WORK TO BE COMPLETED:
Your task is to print all of the data word for word.
===== ENTRIES PROVIDED
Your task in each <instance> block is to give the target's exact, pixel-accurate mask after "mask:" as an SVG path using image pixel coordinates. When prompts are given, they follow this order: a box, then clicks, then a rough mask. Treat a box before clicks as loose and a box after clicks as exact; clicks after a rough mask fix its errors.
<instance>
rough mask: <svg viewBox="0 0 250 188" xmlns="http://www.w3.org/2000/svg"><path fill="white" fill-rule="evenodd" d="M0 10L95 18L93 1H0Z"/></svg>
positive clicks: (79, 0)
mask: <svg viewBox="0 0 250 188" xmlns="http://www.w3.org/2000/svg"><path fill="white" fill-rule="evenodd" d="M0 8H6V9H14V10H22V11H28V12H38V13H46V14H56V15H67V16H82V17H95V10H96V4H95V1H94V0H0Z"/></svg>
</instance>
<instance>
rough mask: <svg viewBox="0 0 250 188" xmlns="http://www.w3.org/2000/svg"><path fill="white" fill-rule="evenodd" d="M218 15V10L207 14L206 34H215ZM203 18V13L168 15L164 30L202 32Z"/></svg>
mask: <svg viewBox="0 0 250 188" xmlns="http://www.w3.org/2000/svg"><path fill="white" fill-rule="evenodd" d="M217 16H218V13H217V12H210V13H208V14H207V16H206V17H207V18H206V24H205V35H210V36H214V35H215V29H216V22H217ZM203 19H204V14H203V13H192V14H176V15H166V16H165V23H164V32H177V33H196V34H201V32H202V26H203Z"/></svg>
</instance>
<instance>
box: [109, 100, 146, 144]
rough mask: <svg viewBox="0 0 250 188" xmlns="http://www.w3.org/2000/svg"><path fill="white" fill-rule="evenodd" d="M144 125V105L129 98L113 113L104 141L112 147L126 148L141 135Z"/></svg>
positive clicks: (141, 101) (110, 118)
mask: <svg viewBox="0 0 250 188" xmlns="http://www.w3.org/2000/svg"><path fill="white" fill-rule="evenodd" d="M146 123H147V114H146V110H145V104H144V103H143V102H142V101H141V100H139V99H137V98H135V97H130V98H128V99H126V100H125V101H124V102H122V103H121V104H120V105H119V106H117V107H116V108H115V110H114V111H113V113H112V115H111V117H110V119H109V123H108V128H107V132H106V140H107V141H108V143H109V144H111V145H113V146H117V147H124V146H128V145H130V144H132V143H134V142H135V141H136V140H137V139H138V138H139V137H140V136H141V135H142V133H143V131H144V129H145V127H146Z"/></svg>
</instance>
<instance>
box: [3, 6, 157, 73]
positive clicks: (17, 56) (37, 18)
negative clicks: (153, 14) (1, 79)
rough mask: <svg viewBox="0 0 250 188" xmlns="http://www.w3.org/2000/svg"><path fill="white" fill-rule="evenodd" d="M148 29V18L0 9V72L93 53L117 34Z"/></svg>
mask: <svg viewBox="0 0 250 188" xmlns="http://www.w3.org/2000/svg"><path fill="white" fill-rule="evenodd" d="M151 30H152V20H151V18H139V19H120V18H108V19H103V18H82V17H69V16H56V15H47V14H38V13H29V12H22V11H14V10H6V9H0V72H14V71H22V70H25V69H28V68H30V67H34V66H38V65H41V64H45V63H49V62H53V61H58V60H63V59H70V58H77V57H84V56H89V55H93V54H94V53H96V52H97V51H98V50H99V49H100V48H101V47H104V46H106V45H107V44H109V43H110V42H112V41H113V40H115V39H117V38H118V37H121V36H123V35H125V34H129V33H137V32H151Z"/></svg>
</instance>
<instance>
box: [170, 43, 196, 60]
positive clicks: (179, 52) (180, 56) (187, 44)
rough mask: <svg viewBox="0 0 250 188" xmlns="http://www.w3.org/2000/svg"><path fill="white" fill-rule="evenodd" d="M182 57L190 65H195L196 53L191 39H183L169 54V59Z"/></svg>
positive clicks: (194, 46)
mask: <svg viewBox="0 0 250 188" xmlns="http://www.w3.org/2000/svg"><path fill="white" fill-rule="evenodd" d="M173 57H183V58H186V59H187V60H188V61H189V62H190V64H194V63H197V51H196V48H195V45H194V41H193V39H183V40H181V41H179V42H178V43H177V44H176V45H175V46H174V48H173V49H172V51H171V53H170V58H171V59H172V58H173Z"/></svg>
==========
ANSWER TO THE PROBLEM:
Your task in each <instance> block is to give the target's exact, pixel-accurate mask after "mask:" as an SVG path using image pixel coordinates. When prompts are given, they follow this order: a box, then clicks, then a rough mask. Treat a box before clicks as loose and a box after clicks as exact; clicks after a rough mask fix its errors.
<instance>
rough mask: <svg viewBox="0 0 250 188" xmlns="http://www.w3.org/2000/svg"><path fill="white" fill-rule="evenodd" d="M0 10L95 18L93 1H0Z"/></svg>
positive clicks: (79, 0)
mask: <svg viewBox="0 0 250 188" xmlns="http://www.w3.org/2000/svg"><path fill="white" fill-rule="evenodd" d="M0 8H6V9H14V10H22V11H28V12H38V13H46V14H56V15H67V16H82V17H95V10H96V4H95V1H94V0H0Z"/></svg>
</instance>
<instance>
rough mask: <svg viewBox="0 0 250 188" xmlns="http://www.w3.org/2000/svg"><path fill="white" fill-rule="evenodd" d="M218 15V10L207 14L206 34H215ZM203 18V13L168 15L164 30L202 32Z"/></svg>
mask: <svg viewBox="0 0 250 188" xmlns="http://www.w3.org/2000/svg"><path fill="white" fill-rule="evenodd" d="M217 16H218V13H217V12H210V13H208V14H207V16H206V17H207V18H206V24H205V35H210V36H214V35H215V29H216V22H217ZM203 19H204V14H203V13H192V14H176V15H166V16H165V23H164V32H177V33H196V34H201V32H202V26H203Z"/></svg>
</instance>
<instance>
box: [109, 100, 146, 144]
rough mask: <svg viewBox="0 0 250 188" xmlns="http://www.w3.org/2000/svg"><path fill="white" fill-rule="evenodd" d="M144 125V105L129 98L113 113L104 141L112 147L126 148L141 135Z"/></svg>
positive clicks: (141, 101) (110, 118)
mask: <svg viewBox="0 0 250 188" xmlns="http://www.w3.org/2000/svg"><path fill="white" fill-rule="evenodd" d="M146 123H147V114H146V110H145V104H144V103H143V102H142V101H141V100H139V99H137V98H135V97H130V98H128V99H126V100H125V101H124V102H122V103H121V104H120V105H119V106H117V107H116V108H115V110H114V111H113V113H112V115H111V117H110V119H109V123H108V128H107V132H106V140H107V141H108V143H109V144H111V145H113V146H117V147H124V146H128V145H130V144H132V143H134V142H135V141H136V140H137V139H138V138H139V137H140V136H141V135H142V133H143V131H144V129H145V127H146Z"/></svg>
</instance>
<instance>
box: [3, 6, 157, 73]
positive clicks: (17, 56) (37, 18)
negative clicks: (153, 14) (1, 79)
rough mask: <svg viewBox="0 0 250 188" xmlns="http://www.w3.org/2000/svg"><path fill="white" fill-rule="evenodd" d="M148 29V18L0 9V72L93 53L117 34Z"/></svg>
mask: <svg viewBox="0 0 250 188" xmlns="http://www.w3.org/2000/svg"><path fill="white" fill-rule="evenodd" d="M151 30H152V20H151V18H139V19H120V18H108V19H103V18H82V17H69V16H56V15H47V14H38V13H29V12H22V11H14V10H6V9H0V72H14V71H22V70H25V69H28V68H30V67H34V66H38V65H41V64H45V63H49V62H53V61H58V60H63V59H70V58H77V57H84V56H89V55H93V54H94V53H96V52H97V51H98V50H99V49H100V48H101V47H104V46H106V45H107V44H109V43H110V42H112V41H113V40H115V39H117V38H118V37H121V36H123V35H125V34H129V33H137V32H151Z"/></svg>
</instance>
<instance>
box: [170, 43, 196, 60]
positive clicks: (179, 52) (180, 56) (187, 44)
rough mask: <svg viewBox="0 0 250 188" xmlns="http://www.w3.org/2000/svg"><path fill="white" fill-rule="evenodd" d="M182 57L190 65H195L196 53L191 39H183L169 54V59Z"/></svg>
positive clicks: (194, 46)
mask: <svg viewBox="0 0 250 188" xmlns="http://www.w3.org/2000/svg"><path fill="white" fill-rule="evenodd" d="M173 57H183V58H186V59H187V60H188V61H189V62H190V64H194V63H197V51H196V48H195V45H194V41H193V39H183V40H181V41H179V42H178V43H177V44H176V45H175V46H174V48H173V49H172V51H171V53H170V58H171V59H172V58H173Z"/></svg>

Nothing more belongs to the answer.